- [Exercise A]: Reproduce everything in the biography of Christopher Hollis Johnson from "Christopher Hollis Johnson CBE" down to "Irene Kathleen Gilbert.".
- [Exercise B]: In the biography of Christopher Hollis Johnson, what position did he hold at the University of Birmingham by 1939?

= Christopher Hollis Johnson =

British chemist and physicist

Christopher Hollis Johnson CBE (18 March 1904 – 9 April 1978) was a British chemist and physicist. He worked in weapons research and was part of the technical committee of Tube Alloys, the UK's secret atomic weapon development programme.

==Biography==
He was born in Reading to Agnes Mary Hollis and Ernest Gladstone Johnson. His father was a hosier, outfitter and haberdasher. In 1930, he married Irene Kathleen Gilbert.

Before World War II, he researched valence theory, polarimetry and related optically active compounds. By 1939, he was a senior lecturer in inorganic chemistry at the University of Birmingham. At the time, concerns had grown about the possibility of the creation of an atomic weapon by an aggressive Nazi Germany. Johnson's Birmingham colleague Mark Oliphant directed Rudolf Peierls and Otto Frisch (refugee physicists also at Birmingham) to investigate if indeed such a weapon was feasible and in March 1940 Frisch, using Peierl's formula, got an alarming result which confirmed that a small mass of uranium-235 could have a devastating effect; the Frisch-Peierls memorandum was circulated secretly by Oliphant and immediate action taken to try and secure supplies of uranium ore. What came to be called the MAUD Technical Committee was created in response to the Frisch-Peierls memorandum. As well as a Policy Committee, a Technical Committee contained scientists and engineers mainly from four British universities, Liverpool, Oxford, Cambridge and Birmingham. At Birmingham, the committee was led by Peierls assisted by Johnson, Nobel Prize winner Norman Haworth and, in 1941, Klaus Fuchs, who was later exposed as a Soviet spy. Haworth led the chemists studying the properties of uranium hexafluoride; Johnson's experiments resulted in a paper describing how it attacked various materials. The research, as part of Tube Alloys, was subsumed into the Manhattan Project.

- [Data records]:
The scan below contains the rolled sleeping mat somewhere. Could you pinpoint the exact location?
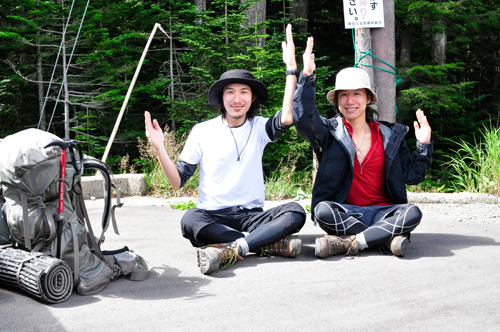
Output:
[0,246,73,304]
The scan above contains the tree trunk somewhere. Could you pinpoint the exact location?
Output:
[399,24,412,67]
[194,0,207,12]
[432,22,447,65]
[371,0,396,122]
[241,0,266,47]
[195,0,207,24]
[354,28,375,87]
[290,0,308,33]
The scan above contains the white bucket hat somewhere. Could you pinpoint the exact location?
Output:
[326,67,377,105]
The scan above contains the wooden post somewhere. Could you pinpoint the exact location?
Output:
[371,0,396,122]
[354,28,377,92]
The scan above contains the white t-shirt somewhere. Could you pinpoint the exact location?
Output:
[179,116,271,210]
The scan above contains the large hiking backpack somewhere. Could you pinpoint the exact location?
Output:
[0,129,148,295]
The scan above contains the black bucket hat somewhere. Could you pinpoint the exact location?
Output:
[208,69,269,107]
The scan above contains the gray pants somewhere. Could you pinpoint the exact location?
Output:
[314,201,422,247]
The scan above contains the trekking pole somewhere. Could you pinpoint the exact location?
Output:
[45,140,77,259]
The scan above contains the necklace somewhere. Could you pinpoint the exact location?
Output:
[354,127,366,156]
[229,121,253,161]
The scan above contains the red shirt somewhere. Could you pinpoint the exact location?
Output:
[344,120,393,206]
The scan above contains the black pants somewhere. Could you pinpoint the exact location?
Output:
[181,203,306,252]
[314,201,422,247]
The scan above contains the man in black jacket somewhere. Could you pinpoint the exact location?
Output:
[293,37,433,257]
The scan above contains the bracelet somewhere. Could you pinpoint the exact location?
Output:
[285,69,300,76]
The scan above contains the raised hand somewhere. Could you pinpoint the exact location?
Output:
[302,37,316,75]
[144,111,164,149]
[413,109,431,143]
[281,24,297,69]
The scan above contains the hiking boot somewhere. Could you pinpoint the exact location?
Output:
[314,235,358,258]
[257,236,302,257]
[197,242,243,274]
[386,235,410,257]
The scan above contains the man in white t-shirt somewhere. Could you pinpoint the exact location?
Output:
[145,25,306,274]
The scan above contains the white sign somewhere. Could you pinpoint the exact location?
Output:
[344,0,384,29]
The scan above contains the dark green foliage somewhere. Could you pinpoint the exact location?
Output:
[0,0,500,190]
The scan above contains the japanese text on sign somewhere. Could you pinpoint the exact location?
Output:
[344,0,384,29]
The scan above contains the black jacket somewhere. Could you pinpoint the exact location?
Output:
[293,75,433,217]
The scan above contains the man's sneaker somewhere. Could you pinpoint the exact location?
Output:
[385,235,410,257]
[257,236,302,257]
[198,242,243,274]
[314,235,358,258]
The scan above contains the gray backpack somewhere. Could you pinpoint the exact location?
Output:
[0,129,149,295]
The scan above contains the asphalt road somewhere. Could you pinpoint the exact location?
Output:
[0,197,500,332]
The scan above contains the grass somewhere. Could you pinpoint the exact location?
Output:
[446,125,500,195]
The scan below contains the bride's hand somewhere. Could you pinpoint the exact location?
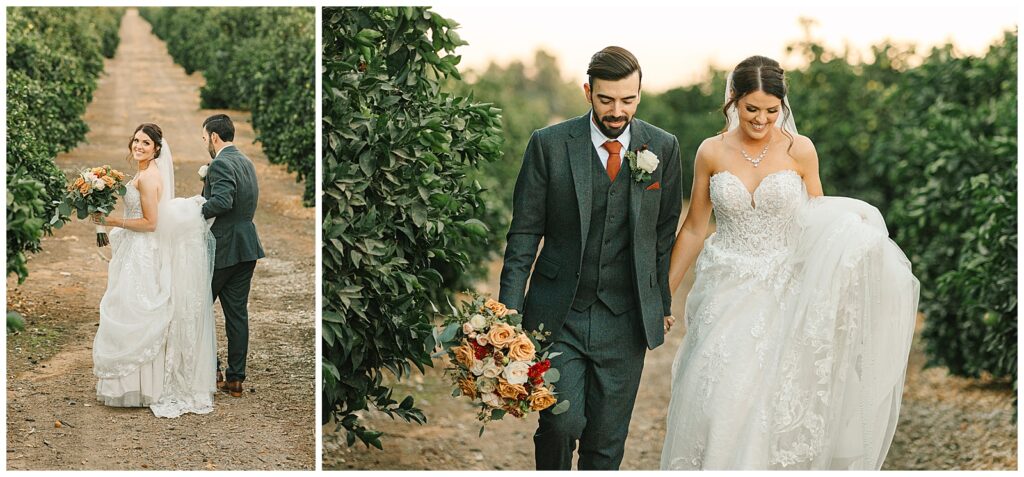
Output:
[665,314,676,334]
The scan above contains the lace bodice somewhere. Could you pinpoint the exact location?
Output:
[124,181,142,219]
[711,169,807,256]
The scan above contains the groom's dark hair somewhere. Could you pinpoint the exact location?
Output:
[587,46,643,88]
[203,115,234,142]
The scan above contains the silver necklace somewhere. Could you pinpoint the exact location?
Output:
[739,140,771,167]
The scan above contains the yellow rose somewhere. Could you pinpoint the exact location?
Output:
[487,323,515,349]
[459,376,476,399]
[483,298,509,317]
[507,334,537,361]
[452,343,475,368]
[498,378,526,400]
[528,386,558,410]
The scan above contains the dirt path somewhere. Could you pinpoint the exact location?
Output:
[323,251,1017,470]
[6,10,316,470]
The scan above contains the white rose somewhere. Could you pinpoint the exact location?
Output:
[469,313,487,331]
[502,361,529,384]
[637,149,658,174]
[469,359,494,376]
[481,356,502,378]
[480,392,505,408]
[476,378,498,394]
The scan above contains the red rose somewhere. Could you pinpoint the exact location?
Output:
[526,359,551,378]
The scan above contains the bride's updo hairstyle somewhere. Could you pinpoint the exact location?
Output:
[720,55,793,147]
[125,123,164,162]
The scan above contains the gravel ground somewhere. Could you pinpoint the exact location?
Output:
[322,264,1017,470]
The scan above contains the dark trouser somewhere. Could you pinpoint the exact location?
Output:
[534,301,647,470]
[212,260,256,381]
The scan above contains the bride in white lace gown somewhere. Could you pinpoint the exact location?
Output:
[662,56,919,469]
[92,124,216,418]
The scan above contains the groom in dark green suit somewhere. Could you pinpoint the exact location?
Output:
[203,115,265,397]
[500,46,682,470]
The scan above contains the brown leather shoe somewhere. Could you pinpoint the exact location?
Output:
[224,381,242,397]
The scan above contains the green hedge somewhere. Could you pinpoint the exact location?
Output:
[874,32,1018,379]
[6,7,124,281]
[140,7,316,206]
[322,7,502,447]
[464,32,1017,379]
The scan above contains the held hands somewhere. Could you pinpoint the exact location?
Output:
[665,314,676,334]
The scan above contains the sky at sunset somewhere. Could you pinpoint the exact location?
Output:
[432,1,1019,91]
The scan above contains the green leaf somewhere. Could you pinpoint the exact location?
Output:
[551,401,569,416]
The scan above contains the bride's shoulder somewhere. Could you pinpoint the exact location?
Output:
[788,134,818,163]
[696,133,727,161]
[138,167,161,188]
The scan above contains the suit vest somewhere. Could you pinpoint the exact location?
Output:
[572,148,636,314]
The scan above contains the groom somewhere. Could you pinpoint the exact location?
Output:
[500,46,682,470]
[203,115,265,397]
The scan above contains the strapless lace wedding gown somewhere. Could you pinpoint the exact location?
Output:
[92,183,216,418]
[662,170,920,469]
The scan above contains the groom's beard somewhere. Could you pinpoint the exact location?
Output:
[595,116,632,139]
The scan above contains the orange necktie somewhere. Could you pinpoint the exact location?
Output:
[601,141,623,182]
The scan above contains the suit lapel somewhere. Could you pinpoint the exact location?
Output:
[618,120,648,244]
[565,112,594,245]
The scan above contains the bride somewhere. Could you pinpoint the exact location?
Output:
[92,123,216,418]
[662,56,919,469]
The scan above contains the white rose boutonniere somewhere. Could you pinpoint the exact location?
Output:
[626,144,658,182]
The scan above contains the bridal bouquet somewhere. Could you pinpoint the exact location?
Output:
[434,294,569,433]
[56,166,126,247]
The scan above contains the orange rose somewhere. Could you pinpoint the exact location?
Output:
[528,386,558,410]
[498,378,526,400]
[487,323,515,349]
[483,298,509,317]
[459,376,476,399]
[452,343,475,367]
[503,403,525,418]
[506,334,537,361]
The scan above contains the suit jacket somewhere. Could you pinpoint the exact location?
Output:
[203,145,265,268]
[499,113,683,349]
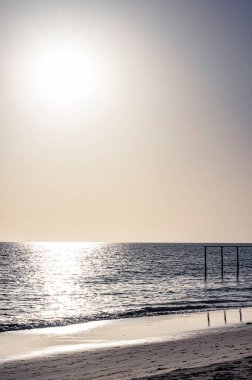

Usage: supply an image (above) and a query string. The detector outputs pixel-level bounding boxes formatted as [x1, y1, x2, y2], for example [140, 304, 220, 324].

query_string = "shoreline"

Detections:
[0, 323, 252, 380]
[0, 308, 252, 364]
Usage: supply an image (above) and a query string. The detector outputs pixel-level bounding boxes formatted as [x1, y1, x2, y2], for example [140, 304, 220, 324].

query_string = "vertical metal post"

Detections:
[236, 246, 240, 280]
[239, 308, 242, 322]
[221, 246, 224, 278]
[205, 245, 207, 280]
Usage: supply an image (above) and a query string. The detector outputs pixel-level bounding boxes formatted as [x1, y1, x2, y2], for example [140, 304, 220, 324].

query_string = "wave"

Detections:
[0, 299, 252, 333]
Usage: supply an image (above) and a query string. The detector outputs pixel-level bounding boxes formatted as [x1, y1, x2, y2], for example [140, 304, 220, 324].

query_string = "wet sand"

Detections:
[0, 311, 252, 380]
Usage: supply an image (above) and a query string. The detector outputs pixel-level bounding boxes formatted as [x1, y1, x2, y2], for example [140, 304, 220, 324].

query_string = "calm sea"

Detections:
[0, 243, 252, 331]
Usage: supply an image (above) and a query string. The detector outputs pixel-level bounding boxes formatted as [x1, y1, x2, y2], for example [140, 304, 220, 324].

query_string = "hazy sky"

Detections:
[0, 0, 252, 242]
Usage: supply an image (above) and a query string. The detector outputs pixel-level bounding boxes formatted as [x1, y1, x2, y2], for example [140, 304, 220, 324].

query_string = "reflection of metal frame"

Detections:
[207, 308, 242, 327]
[204, 245, 252, 280]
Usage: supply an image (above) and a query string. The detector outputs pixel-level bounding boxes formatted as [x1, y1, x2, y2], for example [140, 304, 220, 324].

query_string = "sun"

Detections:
[17, 41, 114, 113]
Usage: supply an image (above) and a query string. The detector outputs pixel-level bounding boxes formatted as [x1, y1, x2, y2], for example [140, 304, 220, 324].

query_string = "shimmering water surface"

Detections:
[0, 243, 252, 331]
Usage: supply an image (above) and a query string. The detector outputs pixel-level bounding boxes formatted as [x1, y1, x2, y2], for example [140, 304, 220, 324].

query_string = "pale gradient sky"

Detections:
[0, 0, 252, 242]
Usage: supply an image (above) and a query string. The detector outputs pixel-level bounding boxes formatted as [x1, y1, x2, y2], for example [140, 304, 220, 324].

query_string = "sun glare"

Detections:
[12, 40, 115, 117]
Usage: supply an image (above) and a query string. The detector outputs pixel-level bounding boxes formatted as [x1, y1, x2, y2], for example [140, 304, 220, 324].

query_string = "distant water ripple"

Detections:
[0, 243, 252, 331]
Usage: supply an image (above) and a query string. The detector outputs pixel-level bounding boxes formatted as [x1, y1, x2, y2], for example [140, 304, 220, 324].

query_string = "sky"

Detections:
[0, 0, 252, 242]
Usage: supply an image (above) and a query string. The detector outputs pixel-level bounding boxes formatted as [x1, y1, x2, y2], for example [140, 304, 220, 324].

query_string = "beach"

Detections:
[0, 309, 252, 380]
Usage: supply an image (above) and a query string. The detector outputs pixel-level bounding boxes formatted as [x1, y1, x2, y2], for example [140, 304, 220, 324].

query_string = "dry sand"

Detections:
[0, 323, 252, 380]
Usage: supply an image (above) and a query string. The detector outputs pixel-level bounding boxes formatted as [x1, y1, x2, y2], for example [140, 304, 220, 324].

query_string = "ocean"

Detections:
[0, 243, 252, 332]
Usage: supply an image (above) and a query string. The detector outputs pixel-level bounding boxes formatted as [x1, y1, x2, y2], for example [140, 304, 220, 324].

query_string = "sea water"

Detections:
[0, 243, 252, 331]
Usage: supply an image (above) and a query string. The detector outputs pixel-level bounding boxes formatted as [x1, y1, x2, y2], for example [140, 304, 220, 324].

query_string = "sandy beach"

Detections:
[0, 309, 252, 380]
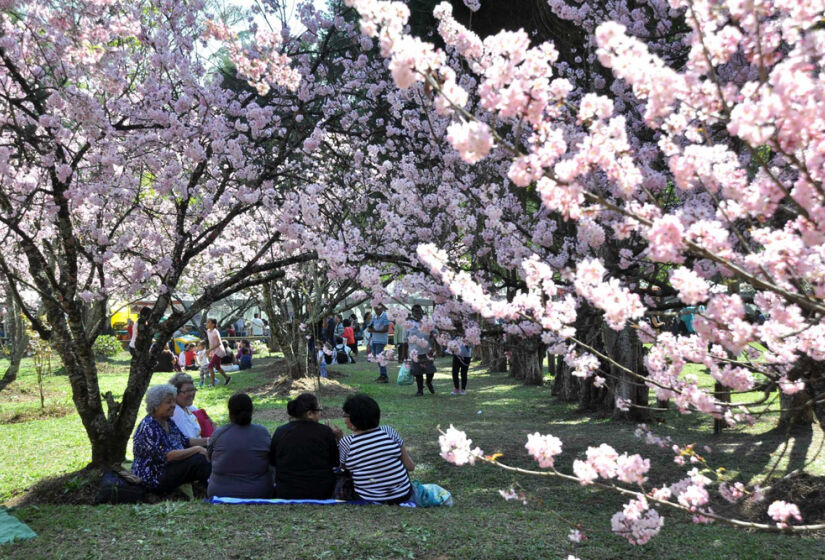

- [Task result A]:
Christopher Hollis Johnson CBE (18 March 1904 – 9 April 1978) was a British chemist and physicist. He worked in weapons research and was part of the technical committee of Tube Alloys, the UK's secret atomic weapon development programme.

==Biography==
He was born in Reading to Agnes Mary Hollis and Ernest Gladstone Johnson. His father was a hosier, outfitter and haberdasher. In 1930, he married Irene Kathleen Gilbert.

- [Task result B]: He was a senior lecturer in inorganic chemistry.